### [Énoncé]
Remettez à l'échelle les lignes qui commencent à celle contenant « TARGET = fluffy grey microphone cover » et finissent à la dernière ligne, les deux bornes comprises, s'il vous plaît. Recopiez ces lignes en entier et multipliez par 2,55 chaque coordonnée de pixel des réponses, en arrondissant à l'entier et les demis vers le haut.

### [Données extraites]
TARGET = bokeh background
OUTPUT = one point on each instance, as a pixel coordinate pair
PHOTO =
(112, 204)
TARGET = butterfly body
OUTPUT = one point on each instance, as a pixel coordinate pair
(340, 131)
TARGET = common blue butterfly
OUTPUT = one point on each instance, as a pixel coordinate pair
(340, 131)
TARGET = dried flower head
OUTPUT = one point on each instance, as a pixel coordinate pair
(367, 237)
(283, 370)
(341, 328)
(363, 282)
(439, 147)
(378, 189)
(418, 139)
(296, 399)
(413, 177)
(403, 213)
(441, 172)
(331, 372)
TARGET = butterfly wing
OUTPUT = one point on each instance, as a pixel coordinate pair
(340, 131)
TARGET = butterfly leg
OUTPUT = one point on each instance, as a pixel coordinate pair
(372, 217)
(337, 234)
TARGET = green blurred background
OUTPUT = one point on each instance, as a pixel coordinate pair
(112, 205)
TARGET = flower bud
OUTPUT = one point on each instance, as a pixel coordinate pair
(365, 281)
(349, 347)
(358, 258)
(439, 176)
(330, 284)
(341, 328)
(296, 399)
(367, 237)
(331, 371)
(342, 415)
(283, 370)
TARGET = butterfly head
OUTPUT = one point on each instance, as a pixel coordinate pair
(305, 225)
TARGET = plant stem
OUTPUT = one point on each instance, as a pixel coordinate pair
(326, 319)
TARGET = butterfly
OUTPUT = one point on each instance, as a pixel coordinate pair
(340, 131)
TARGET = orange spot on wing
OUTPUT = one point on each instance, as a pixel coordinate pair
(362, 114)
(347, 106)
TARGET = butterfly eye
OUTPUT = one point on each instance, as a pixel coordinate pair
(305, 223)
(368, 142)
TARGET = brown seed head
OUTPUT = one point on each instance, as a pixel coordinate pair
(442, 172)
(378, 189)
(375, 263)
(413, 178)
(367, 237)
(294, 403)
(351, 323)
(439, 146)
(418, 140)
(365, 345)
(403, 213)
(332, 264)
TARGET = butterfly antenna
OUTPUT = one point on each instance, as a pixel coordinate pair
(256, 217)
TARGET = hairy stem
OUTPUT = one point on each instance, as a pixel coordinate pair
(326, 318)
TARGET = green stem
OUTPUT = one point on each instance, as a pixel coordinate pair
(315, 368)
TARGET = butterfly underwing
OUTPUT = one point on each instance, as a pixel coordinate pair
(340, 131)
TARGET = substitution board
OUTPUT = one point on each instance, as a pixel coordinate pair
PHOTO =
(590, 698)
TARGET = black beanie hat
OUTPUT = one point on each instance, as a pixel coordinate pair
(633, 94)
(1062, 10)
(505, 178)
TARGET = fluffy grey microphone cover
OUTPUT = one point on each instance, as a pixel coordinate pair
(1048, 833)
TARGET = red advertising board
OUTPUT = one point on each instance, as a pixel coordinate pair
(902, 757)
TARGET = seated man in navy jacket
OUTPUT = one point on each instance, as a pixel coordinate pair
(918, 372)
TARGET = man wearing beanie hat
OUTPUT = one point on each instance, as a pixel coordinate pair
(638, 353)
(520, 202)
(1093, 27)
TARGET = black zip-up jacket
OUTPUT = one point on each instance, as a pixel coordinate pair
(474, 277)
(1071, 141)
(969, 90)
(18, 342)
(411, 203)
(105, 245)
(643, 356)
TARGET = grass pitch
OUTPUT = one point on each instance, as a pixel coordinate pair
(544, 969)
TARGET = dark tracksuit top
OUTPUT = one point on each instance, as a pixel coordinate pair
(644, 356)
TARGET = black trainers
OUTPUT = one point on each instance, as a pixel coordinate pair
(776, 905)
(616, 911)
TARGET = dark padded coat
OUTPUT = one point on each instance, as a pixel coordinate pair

### [Solution complète]
TARGET = fluffy grey microphone cover
OUTPUT = one point on each instance, as a pixel coordinate pair
(2672, 2124)
TARGET = red advertising board
OUTPUT = one point on each instance, as a pixel coordinate pair
(2300, 1930)
TARGET = seated man in navy jacket
OUTPUT = one point on each instance, as a pixel coordinate pair
(2341, 949)
TARGET = man wearing beanie hat
OUTPUT = one point on each instance, as a pixel coordinate pair
(1627, 900)
(1326, 515)
(2787, 69)
TARGET = black zip-up jacket
OUTPUT = one point on each instance, as a pixel coordinate pair
(1209, 706)
(2731, 360)
(2471, 230)
(46, 872)
(1048, 518)
(268, 625)
(1640, 908)
TARGET = grass pitch
OUTPUT = one point on each instance, as a pixel coordinate pair
(1387, 2471)
TARGET = dark tracksuit top
OUTPUT = one point on each instance, as a pixel coordinate pair
(1642, 908)
TARGET = black trainers
OUTPUT = one point on each instance, as a pixel coordinate pair
(1979, 2308)
(1571, 2323)
TARGET = dark padded coat
OUTPUT = one point on each instance, as a pixel coordinate pair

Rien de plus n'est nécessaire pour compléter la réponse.